--- Begin Provided text ---

Answers for "excel vba modulo"


excel vba modulo

'VBA does have the 'Mod' operator:
MsgBox 5 Mod 2		   	'<--displays: 1   (5 ÷ 2 has a REMAINDER of 1)
'But bear in mind that it returns an integer value... always. 

MsgBox 11.5 Mod 3	   	'<--displays: 0   (But it should be 2.5)

'And in some cases it fails completely:

MsgBox 11 Mod 0.4	   	'<--Fails: Runtime error 11: division by zero

'It also does not always handle negative numbers correctly:

MsgBox -11 Mod 3	   	'<--displays: -2  (But it should be 1)
MsgBox 11 Mod -3	   	'<--displays:  2  (But it should be -1)

'The VBA 'Mod' operator also imposes limits on the size of 
'the operands. The operands are limited by the Long Integer data type,
'which maxes out at 2147483647:

MsgBox (2147483647 + 1) Mod 5	'<--Fails: Runtime error 6: overflow

'In contrast, the 'MOD()' worksheet function returns a Double
'floating point value... always. Also the 'MOD()' worksheet function
'handles negative and decimal operands correctly:

MsgBox [MOD(-11,3)]	   		'<--displays: 1      (Correct)
MsgBox [MOD(11,-3)]	   		'<--displays: -1     (Correct)
MsgBox [MOD(11.5,3)]		'<--displays: 2.5    (Correct)
MsgBox [MOD(2147483648,5)]	'<--displays: 3  	 (Correct)
MsgBox [MOD(11,0.4)]		'<--displays: 0.199999999999999

'But notice the floating point rounding error on the last example 
'above. It should calculate a result of precisely: 0.2

'And, calling the Excel object model is always inefficient, so it
'is better to stay with pure VBA when possible.

--- End Provided text ---

▶ Requirement 1
Summarize the notes on the VBA Mod operator in two sentences.
▶ Requirement 2
In the notes on the VBA Mod operator, list every bracketed MOD() worksheet function call passed to MsgBox.
▶ Requirement 3
Proceed with the notes on the VBA Mod operator, starting right after their final sentence.

--- Begin Data provided ---

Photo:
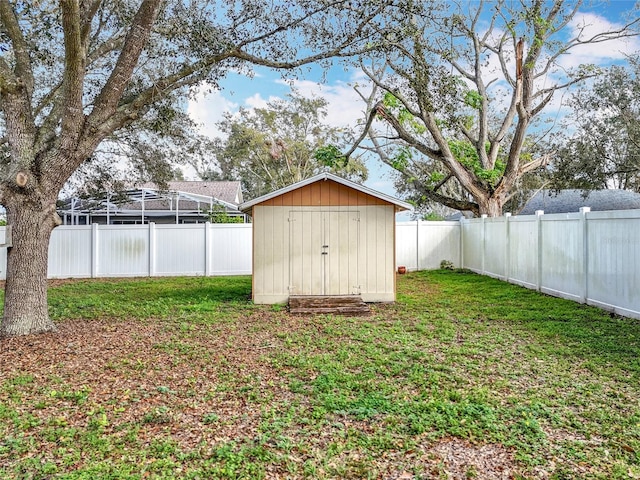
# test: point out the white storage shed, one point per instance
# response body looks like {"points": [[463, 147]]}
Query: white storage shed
{"points": [[324, 236]]}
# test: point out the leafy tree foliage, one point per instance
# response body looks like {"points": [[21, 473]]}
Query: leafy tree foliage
{"points": [[604, 150], [456, 96], [283, 143], [77, 73]]}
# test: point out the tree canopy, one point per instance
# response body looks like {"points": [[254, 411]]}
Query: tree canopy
{"points": [[272, 147], [600, 148], [460, 96]]}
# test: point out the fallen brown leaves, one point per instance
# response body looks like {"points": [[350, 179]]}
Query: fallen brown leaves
{"points": [[197, 386]]}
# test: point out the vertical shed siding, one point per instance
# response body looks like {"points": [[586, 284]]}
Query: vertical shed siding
{"points": [[375, 242], [271, 254]]}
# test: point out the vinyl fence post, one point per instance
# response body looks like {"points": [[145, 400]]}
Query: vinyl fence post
{"points": [[461, 227], [585, 253], [94, 250], [207, 249], [507, 249], [539, 214], [417, 244], [152, 249], [484, 240]]}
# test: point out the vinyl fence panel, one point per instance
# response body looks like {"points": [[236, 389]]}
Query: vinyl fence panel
{"points": [[589, 257], [423, 245], [613, 267], [561, 249], [523, 254], [179, 250], [123, 250], [230, 250], [70, 252]]}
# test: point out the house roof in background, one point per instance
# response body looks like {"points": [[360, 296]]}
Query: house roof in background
{"points": [[227, 191], [567, 201]]}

--- End Data provided ---

▶ Reply 1
The VBA Mod operator always returns an integer value, fails in some cases such as 11 Mod 0.4, does not always handle negative numbers correctly, and limits its operands to the Long Integer data type, which maxes out at 2147483647. The MOD() worksheet function always returns a Double and handles negative and decimal operands correctly, though it can show a floating point rounding error, and calling the Excel object model is always inefficient.

▶ Reply 2
[MOD(-11,3)]
[MOD(11,-3)]
[MOD(11.5,3)]
[MOD(2147483648,5)]
[MOD(11,0.4)]

▶ Reply 3
'So here is a superior pure VBA function:

Function Mod2(n, divisor)
    Mod2 = CDec(n) - divisor * Int(n / divisor)
End Function

'This VBA function has all of the advantages of the worksheet function
'but is more precise and MUCH faster when called from VBA:
'1) It can correctly return a decimal value
'2) It correctly handles negative arguments
'3) It uses the Decimal Variant data subtype to reduce 
'     floating point error
'4) Because of the Decimal subtype it can handle parameters MUCH
'     larger than even the worksheet function can
'5) It does not call the Excel object model (faster). This also
'     allows it to be used in other VBA environments like Word and Access

MsgBox Mod2(11, 0.4)   	'<--displays: 0.2  (Correct, no rounding error)
MsgBox Mod2(11.5, 3)   	'<--displays: 2.5  (Correct)
MsgBox Mod2(-11, 3)  	'<--displays: 1    (Correct)
MsgBox Mod2(11, -3)  	'<--displays: -1   (Correct)
MsgBox Mod2("9851201567410588", 1349)  	'<--displays: 948   (Correct)
'Notice in the final example we pass the first argument as a string.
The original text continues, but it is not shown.